The Bloomberg News Service reports that while the proposed rules exempt companies from withholding income taxes on such transactions, the burden of collecting payroll taxes from current and former employees may force some employers to drop their stock option programs.

"It diminishes benefits to employees" who will pay higher taxes, said Mark Nebergall, president of the Software Finance and Tax Executives Council, a trade group that represents companies such as Microsoft Corp. and Oracle Corp.

"Some companies may nix their plans" rather than face the compliance burdens, Nebergall told Bloomberg.

It is the first time in 30 years payroll taxes will be assessed on incentive stock options and employee stock purchase plans, according to Bloomberg. The payroll tax consists of a 12.4 percent tax used to fund Social Security and a 2.9 percent tax used to fund Medicare, with both portions split evenly between employer and employee.

The Social Security tax is imposed on the first $84,900 of salary next year; there is no cap on the Medicare tax.

Incentive stock options and employee stock purchase plans have tax incentives built in that encourage owners to hold the stock for at least a year. They differ from ordinary employee stock options, which are usually exercised and sold on the same day and are taxed as ordinary income at rates of up to 38.6 percent no matter when they are sold. Companies get a tax deduction and must track when their employees exercise these ordinary options.

The payroll tax would apply on the difference between the exercise price of an incentive stock option and the fair market value.

For employee stock purchase plans, the payroll tax would be applied to the 15 percent discount employees are given when they purchase the stock.

The new regulations are prospective, meaning companies that violated the rules in the past face no sanctions.

Current and former employees would still be liable for any income taxes owed in addition to their share of Social Security and Medicare taxes.

*Study material*
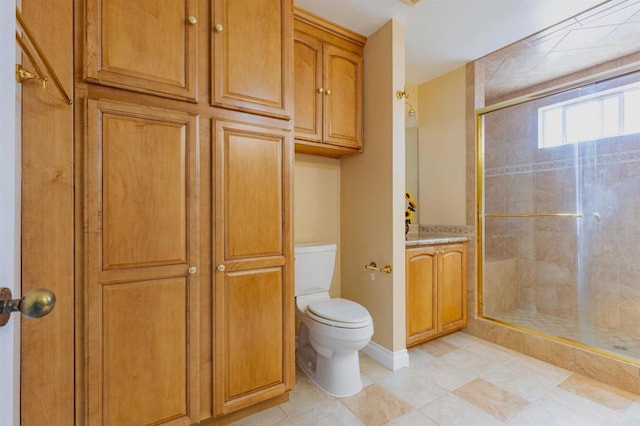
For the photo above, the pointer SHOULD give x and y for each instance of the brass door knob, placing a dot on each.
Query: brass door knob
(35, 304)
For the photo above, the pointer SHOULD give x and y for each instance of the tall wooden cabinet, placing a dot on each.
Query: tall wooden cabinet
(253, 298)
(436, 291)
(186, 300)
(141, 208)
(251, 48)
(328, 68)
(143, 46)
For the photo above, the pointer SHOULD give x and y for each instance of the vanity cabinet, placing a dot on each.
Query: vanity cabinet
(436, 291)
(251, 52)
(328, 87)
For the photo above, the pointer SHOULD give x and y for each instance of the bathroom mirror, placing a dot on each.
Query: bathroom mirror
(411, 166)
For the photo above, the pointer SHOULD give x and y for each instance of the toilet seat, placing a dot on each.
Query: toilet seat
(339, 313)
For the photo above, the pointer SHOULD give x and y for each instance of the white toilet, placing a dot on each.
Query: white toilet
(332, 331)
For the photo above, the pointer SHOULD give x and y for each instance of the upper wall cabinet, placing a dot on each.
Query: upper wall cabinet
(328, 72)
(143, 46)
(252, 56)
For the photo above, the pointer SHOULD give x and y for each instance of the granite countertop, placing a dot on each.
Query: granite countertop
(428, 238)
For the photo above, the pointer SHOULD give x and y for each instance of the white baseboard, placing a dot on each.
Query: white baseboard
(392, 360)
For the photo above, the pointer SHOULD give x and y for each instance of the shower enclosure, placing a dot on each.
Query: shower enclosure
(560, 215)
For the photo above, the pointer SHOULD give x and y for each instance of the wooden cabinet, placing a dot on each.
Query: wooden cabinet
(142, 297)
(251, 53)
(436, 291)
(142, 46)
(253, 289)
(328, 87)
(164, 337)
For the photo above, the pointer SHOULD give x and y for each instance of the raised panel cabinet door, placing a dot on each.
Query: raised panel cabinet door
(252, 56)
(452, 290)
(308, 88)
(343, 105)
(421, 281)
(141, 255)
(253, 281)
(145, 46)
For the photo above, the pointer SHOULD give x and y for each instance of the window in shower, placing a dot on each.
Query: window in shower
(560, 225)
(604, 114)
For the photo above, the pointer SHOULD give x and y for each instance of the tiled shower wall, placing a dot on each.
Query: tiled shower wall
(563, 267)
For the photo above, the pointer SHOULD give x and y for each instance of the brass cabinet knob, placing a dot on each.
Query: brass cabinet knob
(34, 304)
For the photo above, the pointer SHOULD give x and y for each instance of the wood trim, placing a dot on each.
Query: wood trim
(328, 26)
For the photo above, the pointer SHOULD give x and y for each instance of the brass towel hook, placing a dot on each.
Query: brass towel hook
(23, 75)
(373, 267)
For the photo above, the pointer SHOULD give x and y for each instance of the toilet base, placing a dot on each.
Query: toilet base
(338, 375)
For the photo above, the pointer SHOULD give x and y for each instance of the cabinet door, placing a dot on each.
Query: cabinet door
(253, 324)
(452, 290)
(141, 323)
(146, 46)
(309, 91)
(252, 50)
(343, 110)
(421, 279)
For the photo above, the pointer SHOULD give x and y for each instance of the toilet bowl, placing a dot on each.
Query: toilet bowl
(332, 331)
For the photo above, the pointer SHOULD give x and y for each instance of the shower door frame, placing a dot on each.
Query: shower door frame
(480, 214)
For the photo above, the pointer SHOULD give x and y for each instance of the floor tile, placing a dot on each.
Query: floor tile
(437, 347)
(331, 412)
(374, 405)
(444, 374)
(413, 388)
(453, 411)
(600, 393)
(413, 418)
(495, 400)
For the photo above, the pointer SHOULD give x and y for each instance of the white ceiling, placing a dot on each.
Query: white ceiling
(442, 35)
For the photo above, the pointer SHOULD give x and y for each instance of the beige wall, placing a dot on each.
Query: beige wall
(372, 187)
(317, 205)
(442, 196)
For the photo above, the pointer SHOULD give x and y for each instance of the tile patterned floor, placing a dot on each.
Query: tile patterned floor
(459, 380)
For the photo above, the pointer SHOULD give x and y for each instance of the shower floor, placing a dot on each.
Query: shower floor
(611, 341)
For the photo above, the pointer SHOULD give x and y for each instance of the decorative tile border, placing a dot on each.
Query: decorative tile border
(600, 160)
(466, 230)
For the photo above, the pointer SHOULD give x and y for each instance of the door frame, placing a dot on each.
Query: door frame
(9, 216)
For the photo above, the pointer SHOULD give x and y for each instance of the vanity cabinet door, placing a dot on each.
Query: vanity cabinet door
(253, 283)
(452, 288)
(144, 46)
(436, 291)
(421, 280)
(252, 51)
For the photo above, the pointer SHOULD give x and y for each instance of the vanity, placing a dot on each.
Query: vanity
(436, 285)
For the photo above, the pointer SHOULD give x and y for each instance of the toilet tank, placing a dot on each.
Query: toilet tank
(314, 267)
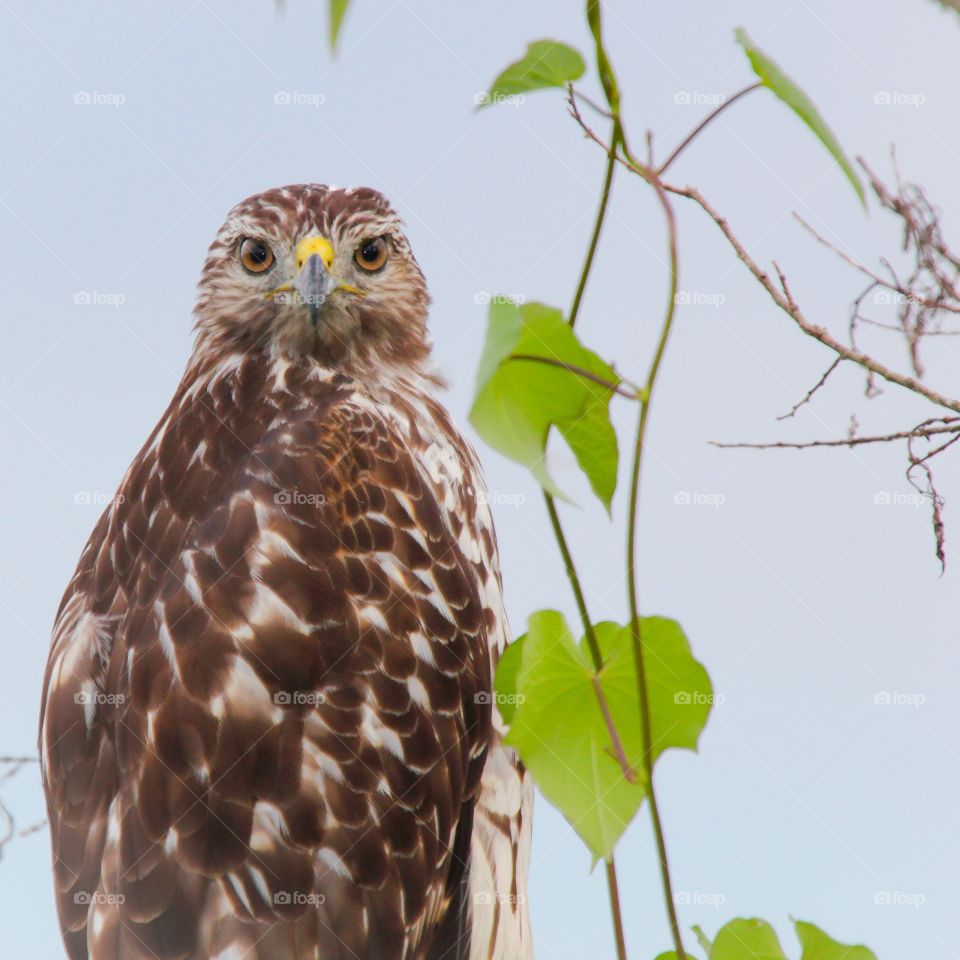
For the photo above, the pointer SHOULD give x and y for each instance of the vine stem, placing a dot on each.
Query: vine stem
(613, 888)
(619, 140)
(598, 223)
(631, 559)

---

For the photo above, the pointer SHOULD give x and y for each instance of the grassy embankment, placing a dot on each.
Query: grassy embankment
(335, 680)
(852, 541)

---

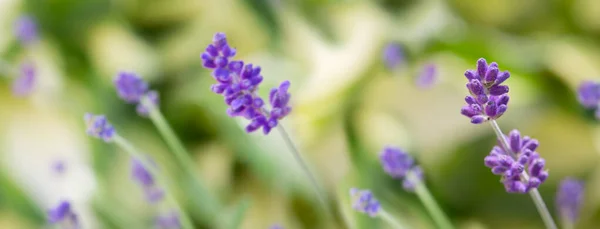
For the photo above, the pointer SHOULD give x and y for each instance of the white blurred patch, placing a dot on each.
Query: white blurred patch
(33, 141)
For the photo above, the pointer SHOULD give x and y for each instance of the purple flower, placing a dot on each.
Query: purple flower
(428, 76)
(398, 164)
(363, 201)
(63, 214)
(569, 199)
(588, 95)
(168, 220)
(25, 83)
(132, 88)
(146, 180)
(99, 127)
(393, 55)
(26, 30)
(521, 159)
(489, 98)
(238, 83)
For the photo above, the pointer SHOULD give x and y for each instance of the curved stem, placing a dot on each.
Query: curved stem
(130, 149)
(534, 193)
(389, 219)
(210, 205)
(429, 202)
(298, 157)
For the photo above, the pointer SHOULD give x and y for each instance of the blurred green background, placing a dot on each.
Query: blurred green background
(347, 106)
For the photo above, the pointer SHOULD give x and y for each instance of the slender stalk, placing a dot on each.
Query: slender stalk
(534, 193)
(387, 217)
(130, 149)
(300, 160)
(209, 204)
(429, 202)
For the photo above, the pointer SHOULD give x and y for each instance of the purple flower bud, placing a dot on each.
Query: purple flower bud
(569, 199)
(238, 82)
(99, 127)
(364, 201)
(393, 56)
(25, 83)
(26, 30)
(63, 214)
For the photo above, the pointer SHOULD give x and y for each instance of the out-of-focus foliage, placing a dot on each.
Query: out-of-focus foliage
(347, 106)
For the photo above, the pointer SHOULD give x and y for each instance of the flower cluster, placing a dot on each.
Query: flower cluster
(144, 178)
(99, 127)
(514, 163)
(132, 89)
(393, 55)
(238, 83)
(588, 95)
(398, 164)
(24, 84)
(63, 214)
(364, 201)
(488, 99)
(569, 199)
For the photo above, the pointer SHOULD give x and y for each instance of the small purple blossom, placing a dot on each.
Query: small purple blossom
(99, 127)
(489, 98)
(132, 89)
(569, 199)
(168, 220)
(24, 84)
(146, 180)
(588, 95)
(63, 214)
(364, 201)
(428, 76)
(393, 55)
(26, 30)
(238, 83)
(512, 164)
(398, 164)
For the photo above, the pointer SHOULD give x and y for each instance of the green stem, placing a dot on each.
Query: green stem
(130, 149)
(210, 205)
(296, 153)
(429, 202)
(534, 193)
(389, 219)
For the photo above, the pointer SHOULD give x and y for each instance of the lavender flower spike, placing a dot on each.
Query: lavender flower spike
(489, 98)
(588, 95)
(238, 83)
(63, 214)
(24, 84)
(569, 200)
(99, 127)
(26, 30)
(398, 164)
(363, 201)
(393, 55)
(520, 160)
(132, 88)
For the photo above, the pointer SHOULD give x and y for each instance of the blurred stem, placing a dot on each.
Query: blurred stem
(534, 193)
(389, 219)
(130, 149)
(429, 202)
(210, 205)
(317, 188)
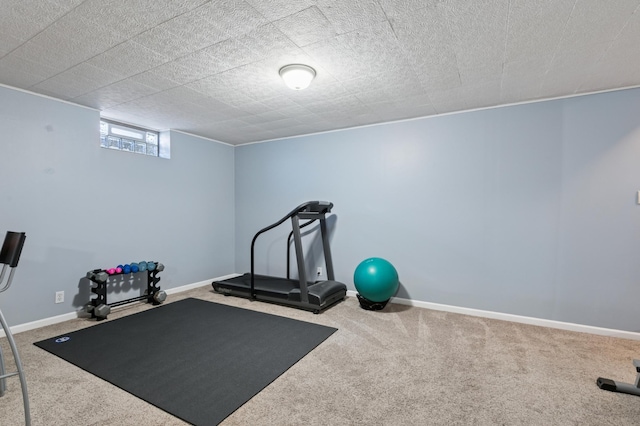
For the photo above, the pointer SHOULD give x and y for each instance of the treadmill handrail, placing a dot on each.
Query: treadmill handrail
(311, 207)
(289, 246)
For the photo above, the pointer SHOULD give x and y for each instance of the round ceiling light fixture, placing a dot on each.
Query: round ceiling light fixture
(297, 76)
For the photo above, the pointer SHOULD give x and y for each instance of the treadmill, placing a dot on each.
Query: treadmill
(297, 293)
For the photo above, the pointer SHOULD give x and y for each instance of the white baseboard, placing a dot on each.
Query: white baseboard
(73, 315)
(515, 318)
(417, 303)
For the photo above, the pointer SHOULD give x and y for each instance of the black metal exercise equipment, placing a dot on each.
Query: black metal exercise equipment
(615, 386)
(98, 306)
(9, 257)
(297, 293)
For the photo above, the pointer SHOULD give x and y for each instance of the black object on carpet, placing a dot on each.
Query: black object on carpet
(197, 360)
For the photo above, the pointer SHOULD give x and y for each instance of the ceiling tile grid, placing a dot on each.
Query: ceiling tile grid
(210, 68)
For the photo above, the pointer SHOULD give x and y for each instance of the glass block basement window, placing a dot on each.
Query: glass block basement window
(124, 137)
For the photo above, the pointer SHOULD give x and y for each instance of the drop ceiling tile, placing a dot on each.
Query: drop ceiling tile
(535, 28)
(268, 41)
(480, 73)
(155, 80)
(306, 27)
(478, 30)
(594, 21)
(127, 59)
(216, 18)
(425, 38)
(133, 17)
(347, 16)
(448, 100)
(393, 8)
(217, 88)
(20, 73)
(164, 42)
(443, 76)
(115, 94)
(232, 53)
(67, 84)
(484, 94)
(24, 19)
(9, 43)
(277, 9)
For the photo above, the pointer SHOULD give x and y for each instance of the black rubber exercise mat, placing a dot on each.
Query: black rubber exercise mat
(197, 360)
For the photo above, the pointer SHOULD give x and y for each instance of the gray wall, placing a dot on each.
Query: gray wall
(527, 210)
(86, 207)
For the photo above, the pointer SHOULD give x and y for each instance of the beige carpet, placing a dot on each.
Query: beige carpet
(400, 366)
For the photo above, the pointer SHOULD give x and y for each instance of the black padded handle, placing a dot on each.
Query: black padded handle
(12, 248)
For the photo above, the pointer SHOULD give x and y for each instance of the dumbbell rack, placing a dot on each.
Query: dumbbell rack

*Activities*
(A) Rewrite the paragraph of the payroll tax report that begins "Incentive stock options and employee stock purchase plans" as a short bulleted list that keeps its main facts.
(B) Using the payroll tax report, decide whether each statement is true. Answer yes or no for each, and quote the words from the report that settle it.
(i) Next year the Social Security tax applies to the first $84,900 of salary.
(ii) The Medicare tax has a cap.
(iii) Companies that violated the rules in the past will face sanctions.
(C) Return the part of the payroll tax report that begins at the words "It is the first" and ends after the words "employer and employee.", copied word for word.

*Per-task answers*
(A)
- Incentive stock options and employee stock purchase plans carry built-in tax incentives that encourage owners to hold the stock for at least a year.
- Ordinary employee stock options are usually exercised and sold on the same day.
- Ordinary options are taxed as ordinary income at rates of up to 38.6 percent, no matter when they are sold.
- For ordinary options, companies get a tax deduction and must track when employees exercise them.

(B)
(i) Yes: "The Social Security tax is imposed on the first $84,900 of salary next year"
(ii) No: "there is no cap on the Medicare tax"
(iii) No: "companies that violated the rules in the past face no sanctions"

(C)
It is the first time in 30 years payroll taxes will be assessed on incentive stock options and employee stock purchase plans, according to Bloomberg. The payroll tax consists of a 12.4 percent tax used to fund Social Security and a 2.9 percent tax used to fund Medicare, with both portions split evenly between employer and employee.